## Your tasks
a) In the portfolio manager page, what does Phase 2 add, and what return does it target?
b) From the portfolio manager page, copy the part that opens with the words containing "# transformer_v2 output" and closes with "prices all ready.".

## Supplied text
← Back to Ideas
🎯 Phase 1: Events Only - Ready to Build
November 6, 2025

nanochat Portfolio Manager: Custom LLM for Trading Decisions

Train a custom 200M parameter LLM specifically for portfolio management decisions. Natural language reasoning for every trade. Fast CPU inference, zero API costs, fully explainable. Phase 1: Start with transformer_v2 events only. Target: beat v1 Q-learning (+11.20%) with interpretable intelligence.

The Core Innovation

Train a custom LLM specifically for portfolio management decisions.

Instead of:

We train:

3-4
Weeks to Production
$20
Total Training Cost
2M
Training Examples (Phase 1)
+15%
Phase 1 Target Returns

Baby Steps: Phase 1 Strategy

Start with Events Only - Validate Core Architecture First

Key Decision: Instead of building everything at once, we're starting with transformer_v2 predictions only (multi-horizon returns + future events). This validates the core architecture before adding complexity.

Why this approach?

Phase 1 Success = Build Phase 2

If Phase 1 hits +15% returns, we add agreements + insider trading (Phase 2, target +18-22%). If Phase 2 succeeds, add financial data (Phase 3, target +25%). But first: show events working!

Perfect Alignment: transformer_v2 Integration

Discovery: transformer_v2 Outputs Exactly What We Need!

transformer_v2 (multi-task, multi-horizon) predicts:

100% schema match + bonuses! No format conversion needed. Portfolio manager gets rich signals:

# transformer_v2 output (simplified) { "best_horizon": "1m", "horizons": { "1m": { "return_class": "up_a_little", "confidence": 0.58, "volatility": 18.2, "sharpe": 2.34, "max_drawdown": -2.83 } }, "future_event_labels": { "distress": {"investigation": 0.18, "dismissed_auditor": 0.05}, "growth": {"merger": 0.35, "expansion": 0.18, "upgraded": 0.25}, "operational": {"workforce_reduction": 0.12} } } # Portfolio manager learns: "Buy because 1m prediction 'up_a_little' (58% confidence), merger probability 35% + expansion 18% = growth catalysts, investigation risk 18% is manageable, volatility moderate."

Why This is Genius (Not Crazy)

We Already Have Everything
nanochat infrastructure training 1M SEC events on vortex. d20 (561M params) trains in 12 hours on 2x 3090. 455k SEC events, historical returns, stock prices all ready.
💰
The Economics
Training cost: ~$10 one-time (12-20 hours electricity). Inference cost: $0 forever (CPU). vs Claude API: $945 per 90k decisions. ROI: Infinite.

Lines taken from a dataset
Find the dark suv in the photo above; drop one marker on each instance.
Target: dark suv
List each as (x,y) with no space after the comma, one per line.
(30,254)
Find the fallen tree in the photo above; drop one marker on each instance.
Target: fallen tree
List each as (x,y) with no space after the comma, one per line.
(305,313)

## Task responses
a) Phase 2 adds agreements and insider trading, with a target of +18-22%.

b)
# transformer_v2 output (simplified) { "best_horizon": "1m", "horizons": { "1m": { "return_class": "up_a_little", "confidence": 0.58, "volatility": 18.2, "sharpe": 2.34, "max_drawdown": -2.83 } }, "future_event_labels": { "distress": {"investigation": 0.18, "dismissed_auditor": 0.05}, "growth": {"merger": 0.35, "expansion": 0.18, "upgraded": 0.25}, "operational": {"workforce_reduction": 0.12} } } # Portfolio manager learns: "Buy because 1m prediction 'up_a_little' (58% confidence), merger probability 35% + expansion 18% = growth catalysts, investigation risk 18% is manageable, volatility moderate."

Why This is Genius (Not Crazy)

We Already Have Everything
nanochat infrastructure training 1M SEC events on vortex. d20 (561M params) trains in 12 hours on 2x 3090. 455k SEC events, historical returns, stock prices all ready.